[The request]
Output as a JSON list of strings the entries below, one string per line with blank lines omitted, beginning at the line that contains "Where can the bird's orange" and stopping after the line that contains "x=203, y=55". Include only those lines.

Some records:
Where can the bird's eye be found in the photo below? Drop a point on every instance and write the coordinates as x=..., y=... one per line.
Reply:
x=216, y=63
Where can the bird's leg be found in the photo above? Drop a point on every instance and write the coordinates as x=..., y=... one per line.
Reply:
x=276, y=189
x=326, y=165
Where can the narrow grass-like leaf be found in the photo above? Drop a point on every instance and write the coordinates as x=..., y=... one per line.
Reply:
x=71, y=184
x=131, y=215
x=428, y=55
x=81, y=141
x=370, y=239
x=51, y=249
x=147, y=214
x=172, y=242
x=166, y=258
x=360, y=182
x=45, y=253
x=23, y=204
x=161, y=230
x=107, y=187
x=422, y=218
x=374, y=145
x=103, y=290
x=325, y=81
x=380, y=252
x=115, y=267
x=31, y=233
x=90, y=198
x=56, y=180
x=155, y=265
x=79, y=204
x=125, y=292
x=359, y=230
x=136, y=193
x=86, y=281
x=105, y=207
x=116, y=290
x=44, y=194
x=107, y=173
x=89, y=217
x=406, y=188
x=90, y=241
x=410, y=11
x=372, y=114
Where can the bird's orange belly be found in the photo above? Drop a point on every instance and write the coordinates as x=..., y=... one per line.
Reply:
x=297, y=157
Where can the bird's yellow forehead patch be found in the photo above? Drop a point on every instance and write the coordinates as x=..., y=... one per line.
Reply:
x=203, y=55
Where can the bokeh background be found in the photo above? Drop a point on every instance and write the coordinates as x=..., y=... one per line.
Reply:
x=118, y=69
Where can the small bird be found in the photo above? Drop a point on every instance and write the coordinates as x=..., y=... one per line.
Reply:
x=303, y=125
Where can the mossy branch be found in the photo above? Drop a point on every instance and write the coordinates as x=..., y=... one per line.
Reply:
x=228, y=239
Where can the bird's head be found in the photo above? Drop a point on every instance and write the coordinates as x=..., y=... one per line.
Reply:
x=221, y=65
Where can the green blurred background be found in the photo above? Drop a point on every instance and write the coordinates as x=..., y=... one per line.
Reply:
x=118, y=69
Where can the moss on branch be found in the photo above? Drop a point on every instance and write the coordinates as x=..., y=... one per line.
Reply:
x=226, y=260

[Task result]
[
  "Where can the bird's orange belly be found in the photo above? Drop a point on every instance and write the coordinates as x=..., y=... one per line.",
  "Reply:",
  "x=297, y=157",
  "Where can the bird's yellow forehead patch be found in the photo above? Drop a point on every instance and write the coordinates as x=..., y=... one per line.",
  "Reply:",
  "x=203, y=55"
]